■ Saved entries:
++++

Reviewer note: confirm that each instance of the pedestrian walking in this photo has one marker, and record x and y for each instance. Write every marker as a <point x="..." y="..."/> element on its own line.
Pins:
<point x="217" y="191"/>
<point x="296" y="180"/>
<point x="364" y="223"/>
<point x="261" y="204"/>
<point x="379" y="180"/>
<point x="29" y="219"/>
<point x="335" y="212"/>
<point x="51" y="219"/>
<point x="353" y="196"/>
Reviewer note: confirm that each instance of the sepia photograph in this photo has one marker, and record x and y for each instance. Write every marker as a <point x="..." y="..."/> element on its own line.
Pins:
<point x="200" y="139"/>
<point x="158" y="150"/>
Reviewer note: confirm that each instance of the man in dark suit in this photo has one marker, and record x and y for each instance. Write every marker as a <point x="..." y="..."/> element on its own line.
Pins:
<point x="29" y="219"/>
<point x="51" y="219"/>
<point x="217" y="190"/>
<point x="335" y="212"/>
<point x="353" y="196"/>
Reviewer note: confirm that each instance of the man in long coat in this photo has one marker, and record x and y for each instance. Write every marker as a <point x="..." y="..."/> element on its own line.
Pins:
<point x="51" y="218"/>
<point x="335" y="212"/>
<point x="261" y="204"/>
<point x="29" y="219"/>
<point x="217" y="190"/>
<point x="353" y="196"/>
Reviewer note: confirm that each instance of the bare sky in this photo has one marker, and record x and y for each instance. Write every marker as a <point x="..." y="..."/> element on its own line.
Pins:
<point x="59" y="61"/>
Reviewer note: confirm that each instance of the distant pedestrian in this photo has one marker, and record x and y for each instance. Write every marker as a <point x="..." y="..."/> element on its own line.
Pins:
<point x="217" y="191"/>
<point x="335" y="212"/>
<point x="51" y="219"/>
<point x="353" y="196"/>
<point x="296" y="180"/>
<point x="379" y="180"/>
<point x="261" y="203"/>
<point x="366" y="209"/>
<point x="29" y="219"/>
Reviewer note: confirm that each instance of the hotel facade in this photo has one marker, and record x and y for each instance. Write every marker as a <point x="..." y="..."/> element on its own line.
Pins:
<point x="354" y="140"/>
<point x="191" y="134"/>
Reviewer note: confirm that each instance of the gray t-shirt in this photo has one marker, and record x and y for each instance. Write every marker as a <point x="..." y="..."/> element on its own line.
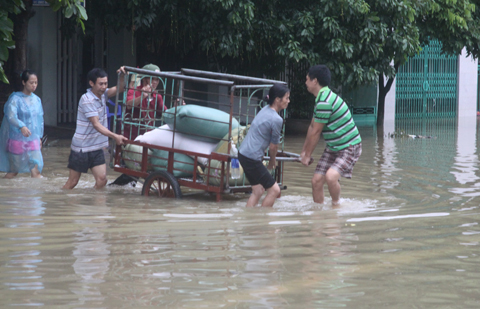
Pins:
<point x="86" y="137"/>
<point x="266" y="128"/>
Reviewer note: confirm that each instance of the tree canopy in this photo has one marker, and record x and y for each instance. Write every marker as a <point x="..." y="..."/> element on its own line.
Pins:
<point x="360" y="40"/>
<point x="20" y="10"/>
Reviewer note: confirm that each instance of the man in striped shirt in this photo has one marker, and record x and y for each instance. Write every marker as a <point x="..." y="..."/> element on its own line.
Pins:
<point x="91" y="135"/>
<point x="343" y="142"/>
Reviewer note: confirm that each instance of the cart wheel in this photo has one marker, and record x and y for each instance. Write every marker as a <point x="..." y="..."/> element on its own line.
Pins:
<point x="161" y="184"/>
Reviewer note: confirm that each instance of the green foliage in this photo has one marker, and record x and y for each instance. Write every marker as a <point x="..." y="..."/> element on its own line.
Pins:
<point x="6" y="30"/>
<point x="69" y="8"/>
<point x="357" y="39"/>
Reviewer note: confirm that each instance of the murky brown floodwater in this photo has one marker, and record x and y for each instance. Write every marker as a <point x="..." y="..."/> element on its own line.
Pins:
<point x="407" y="235"/>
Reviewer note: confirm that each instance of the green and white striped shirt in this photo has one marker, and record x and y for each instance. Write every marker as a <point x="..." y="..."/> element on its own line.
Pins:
<point x="340" y="130"/>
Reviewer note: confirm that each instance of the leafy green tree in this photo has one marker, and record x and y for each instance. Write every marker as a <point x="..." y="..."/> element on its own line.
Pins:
<point x="6" y="31"/>
<point x="16" y="27"/>
<point x="362" y="41"/>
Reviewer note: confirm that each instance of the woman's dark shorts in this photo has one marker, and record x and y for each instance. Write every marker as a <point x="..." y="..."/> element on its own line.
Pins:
<point x="256" y="172"/>
<point x="82" y="161"/>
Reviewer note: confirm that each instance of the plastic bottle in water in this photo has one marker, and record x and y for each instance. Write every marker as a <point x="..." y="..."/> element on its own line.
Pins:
<point x="235" y="165"/>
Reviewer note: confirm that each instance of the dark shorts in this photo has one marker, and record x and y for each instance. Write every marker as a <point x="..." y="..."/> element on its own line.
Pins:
<point x="82" y="161"/>
<point x="256" y="172"/>
<point x="342" y="161"/>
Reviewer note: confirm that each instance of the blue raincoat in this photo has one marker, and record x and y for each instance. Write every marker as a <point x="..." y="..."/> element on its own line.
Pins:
<point x="20" y="154"/>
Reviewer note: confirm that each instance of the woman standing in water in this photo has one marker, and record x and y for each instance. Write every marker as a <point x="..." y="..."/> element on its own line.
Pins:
<point x="22" y="130"/>
<point x="265" y="131"/>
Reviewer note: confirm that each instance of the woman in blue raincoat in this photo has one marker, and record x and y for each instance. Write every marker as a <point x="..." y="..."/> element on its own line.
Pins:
<point x="22" y="130"/>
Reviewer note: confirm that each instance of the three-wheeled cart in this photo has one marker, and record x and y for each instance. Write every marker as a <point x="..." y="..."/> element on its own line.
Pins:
<point x="188" y="145"/>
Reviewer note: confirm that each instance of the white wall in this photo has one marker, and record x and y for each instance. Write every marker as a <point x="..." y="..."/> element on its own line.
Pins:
<point x="42" y="58"/>
<point x="467" y="87"/>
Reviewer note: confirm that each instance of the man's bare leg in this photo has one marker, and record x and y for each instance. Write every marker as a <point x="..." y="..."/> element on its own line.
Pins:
<point x="333" y="177"/>
<point x="318" y="180"/>
<point x="73" y="179"/>
<point x="257" y="192"/>
<point x="100" y="174"/>
<point x="272" y="193"/>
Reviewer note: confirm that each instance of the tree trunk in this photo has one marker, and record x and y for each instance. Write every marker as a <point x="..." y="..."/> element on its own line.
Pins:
<point x="20" y="32"/>
<point x="383" y="89"/>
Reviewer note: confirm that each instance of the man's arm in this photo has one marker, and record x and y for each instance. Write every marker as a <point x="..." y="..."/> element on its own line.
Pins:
<point x="272" y="152"/>
<point x="121" y="85"/>
<point x="100" y="128"/>
<point x="313" y="135"/>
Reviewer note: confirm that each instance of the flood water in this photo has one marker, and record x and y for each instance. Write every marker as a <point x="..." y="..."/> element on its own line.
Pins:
<point x="407" y="235"/>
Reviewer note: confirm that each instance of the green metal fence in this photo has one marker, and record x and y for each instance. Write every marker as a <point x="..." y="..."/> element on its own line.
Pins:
<point x="426" y="85"/>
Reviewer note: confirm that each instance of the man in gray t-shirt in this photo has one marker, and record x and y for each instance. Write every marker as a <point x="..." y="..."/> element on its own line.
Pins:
<point x="265" y="132"/>
<point x="91" y="134"/>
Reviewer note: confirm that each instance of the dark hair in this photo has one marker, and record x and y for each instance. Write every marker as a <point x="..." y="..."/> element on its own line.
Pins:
<point x="96" y="73"/>
<point x="276" y="91"/>
<point x="22" y="77"/>
<point x="321" y="73"/>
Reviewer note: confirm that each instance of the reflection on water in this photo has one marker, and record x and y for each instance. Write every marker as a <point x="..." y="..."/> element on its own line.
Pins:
<point x="406" y="235"/>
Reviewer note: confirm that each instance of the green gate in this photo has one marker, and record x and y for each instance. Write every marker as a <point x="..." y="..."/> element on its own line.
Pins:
<point x="426" y="85"/>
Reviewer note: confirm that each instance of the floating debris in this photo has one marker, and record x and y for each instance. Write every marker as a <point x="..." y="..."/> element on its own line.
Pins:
<point x="403" y="134"/>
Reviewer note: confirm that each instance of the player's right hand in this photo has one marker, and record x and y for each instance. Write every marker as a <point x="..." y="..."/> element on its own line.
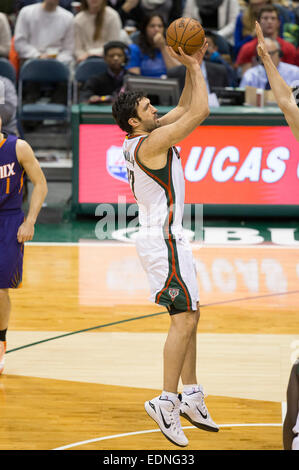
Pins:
<point x="199" y="55"/>
<point x="187" y="60"/>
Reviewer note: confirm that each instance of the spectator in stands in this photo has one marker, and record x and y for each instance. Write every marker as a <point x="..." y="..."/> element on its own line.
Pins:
<point x="168" y="9"/>
<point x="217" y="15"/>
<point x="8" y="106"/>
<point x="45" y="30"/>
<point x="291" y="421"/>
<point x="270" y="23"/>
<point x="256" y="76"/>
<point x="150" y="57"/>
<point x="63" y="3"/>
<point x="130" y="11"/>
<point x="95" y="25"/>
<point x="213" y="55"/>
<point x="5" y="36"/>
<point x="133" y="11"/>
<point x="103" y="88"/>
<point x="245" y="24"/>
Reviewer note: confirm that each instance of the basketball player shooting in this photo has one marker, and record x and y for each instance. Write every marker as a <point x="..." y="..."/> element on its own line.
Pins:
<point x="282" y="92"/>
<point x="157" y="181"/>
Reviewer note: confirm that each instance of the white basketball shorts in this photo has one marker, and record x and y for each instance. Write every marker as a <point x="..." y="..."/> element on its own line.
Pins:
<point x="171" y="271"/>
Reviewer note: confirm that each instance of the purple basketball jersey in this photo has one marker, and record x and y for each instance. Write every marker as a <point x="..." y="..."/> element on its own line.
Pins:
<point x="11" y="214"/>
<point x="11" y="176"/>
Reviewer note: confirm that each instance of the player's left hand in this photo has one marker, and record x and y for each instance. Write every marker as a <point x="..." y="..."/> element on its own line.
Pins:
<point x="261" y="46"/>
<point x="25" y="232"/>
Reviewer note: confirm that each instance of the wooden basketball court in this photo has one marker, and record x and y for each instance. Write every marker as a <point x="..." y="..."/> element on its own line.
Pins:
<point x="85" y="348"/>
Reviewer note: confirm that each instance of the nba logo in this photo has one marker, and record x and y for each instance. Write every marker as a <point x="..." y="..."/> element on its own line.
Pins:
<point x="115" y="163"/>
<point x="173" y="293"/>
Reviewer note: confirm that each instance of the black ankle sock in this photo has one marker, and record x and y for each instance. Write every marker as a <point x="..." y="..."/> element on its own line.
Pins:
<point x="3" y="335"/>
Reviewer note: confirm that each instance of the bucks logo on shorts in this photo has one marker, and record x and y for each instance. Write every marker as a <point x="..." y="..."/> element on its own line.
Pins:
<point x="173" y="293"/>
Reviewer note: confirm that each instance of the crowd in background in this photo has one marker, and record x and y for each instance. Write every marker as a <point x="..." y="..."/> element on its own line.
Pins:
<point x="130" y="36"/>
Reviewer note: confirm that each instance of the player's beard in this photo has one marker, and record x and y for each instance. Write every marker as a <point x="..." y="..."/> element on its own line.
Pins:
<point x="151" y="125"/>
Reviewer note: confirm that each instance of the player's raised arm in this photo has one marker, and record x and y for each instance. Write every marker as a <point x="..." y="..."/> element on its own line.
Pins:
<point x="185" y="98"/>
<point x="162" y="138"/>
<point x="282" y="92"/>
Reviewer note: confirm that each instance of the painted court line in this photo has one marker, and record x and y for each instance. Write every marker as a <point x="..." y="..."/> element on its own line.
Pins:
<point x="98" y="244"/>
<point x="149" y="431"/>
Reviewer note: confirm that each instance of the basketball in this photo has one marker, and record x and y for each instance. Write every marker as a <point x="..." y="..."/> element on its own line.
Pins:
<point x="186" y="33"/>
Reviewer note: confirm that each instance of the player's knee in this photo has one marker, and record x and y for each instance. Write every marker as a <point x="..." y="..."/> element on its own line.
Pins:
<point x="191" y="320"/>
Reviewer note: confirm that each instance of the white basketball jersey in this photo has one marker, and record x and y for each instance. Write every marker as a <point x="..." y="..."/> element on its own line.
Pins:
<point x="159" y="193"/>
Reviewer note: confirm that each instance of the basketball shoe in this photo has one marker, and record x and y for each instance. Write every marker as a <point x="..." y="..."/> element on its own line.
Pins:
<point x="194" y="409"/>
<point x="2" y="354"/>
<point x="166" y="413"/>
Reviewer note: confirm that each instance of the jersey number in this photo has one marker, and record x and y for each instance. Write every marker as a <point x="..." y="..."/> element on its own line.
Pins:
<point x="131" y="178"/>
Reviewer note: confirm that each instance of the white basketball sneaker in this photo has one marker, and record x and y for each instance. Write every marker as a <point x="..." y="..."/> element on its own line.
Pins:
<point x="166" y="413"/>
<point x="2" y="355"/>
<point x="194" y="409"/>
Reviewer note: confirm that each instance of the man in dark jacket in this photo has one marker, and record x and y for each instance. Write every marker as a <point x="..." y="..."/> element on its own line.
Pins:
<point x="104" y="87"/>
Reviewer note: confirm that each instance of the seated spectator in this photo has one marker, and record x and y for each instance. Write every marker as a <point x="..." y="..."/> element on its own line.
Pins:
<point x="291" y="421"/>
<point x="216" y="75"/>
<point x="213" y="55"/>
<point x="95" y="25"/>
<point x="150" y="57"/>
<point x="245" y="23"/>
<point x="8" y="106"/>
<point x="63" y="3"/>
<point x="218" y="15"/>
<point x="270" y="24"/>
<point x="5" y="36"/>
<point x="257" y="77"/>
<point x="169" y="9"/>
<point x="130" y="11"/>
<point x="104" y="87"/>
<point x="44" y="30"/>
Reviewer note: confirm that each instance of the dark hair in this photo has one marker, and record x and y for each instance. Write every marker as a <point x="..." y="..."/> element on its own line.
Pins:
<point x="125" y="107"/>
<point x="268" y="8"/>
<point x="143" y="42"/>
<point x="115" y="44"/>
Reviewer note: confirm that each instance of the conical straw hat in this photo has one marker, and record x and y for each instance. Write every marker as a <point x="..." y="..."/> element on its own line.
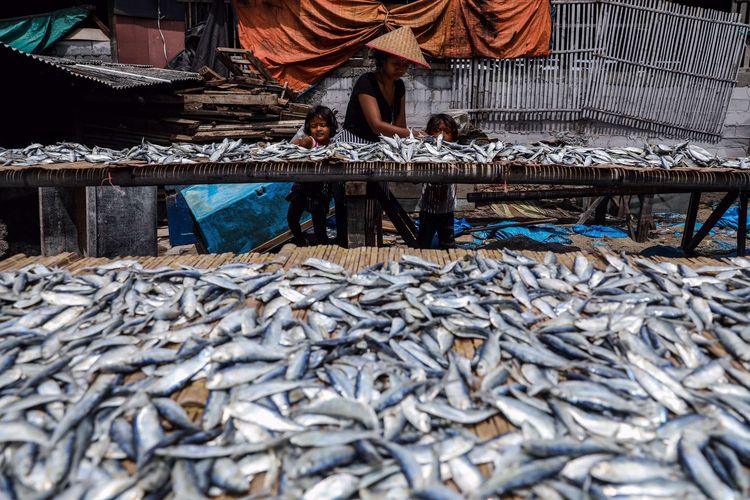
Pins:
<point x="401" y="43"/>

++++

■ WHAT IS NEEDED:
Nothing but the lines from the first line of the data through the line with "Reviewer note: confirm that each instance of the bare" should be returned, exactly as they appear, both ends included.

■ FINISHED EXERCISE:
Reviewer note: confirm that each instance of the pedestrian walking in this photo has one marker, and record x and y for each instance. Write every marker as a <point x="..." y="..."/> element on its own line.
Pins:
<point x="217" y="191"/>
<point x="296" y="180"/>
<point x="364" y="223"/>
<point x="261" y="204"/>
<point x="379" y="180"/>
<point x="29" y="219"/>
<point x="335" y="212"/>
<point x="51" y="219"/>
<point x="353" y="196"/>
Reviewer note: confirm that each instance of the sepia photograph in this photo has one marker, and record x and y for each instance. Write every marker as a <point x="..." y="..."/> element on its own line.
Pins:
<point x="200" y="139"/>
<point x="158" y="150"/>
Reviewer note: confirm that each instance of the man in dark suit in this photo has one marker, and record x and y for each instance. Write every marker as a <point x="..." y="..."/> element on its own line.
Pins:
<point x="29" y="219"/>
<point x="51" y="219"/>
<point x="217" y="190"/>
<point x="335" y="212"/>
<point x="353" y="196"/>
Reviewer note: confirm that each instance of the man in long coat in this photo has one marker, and record x and y for each instance. Write every marker as a <point x="..." y="..."/> element on its own line.
Pins:
<point x="51" y="218"/>
<point x="335" y="212"/>
<point x="261" y="204"/>
<point x="29" y="219"/>
<point x="217" y="190"/>
<point x="353" y="196"/>
Reviewer note: confirm that each instance of the bare sky in this photo has one marker, and record x and y for each instance. Write every marker as a <point x="..." y="..."/> element on its own line.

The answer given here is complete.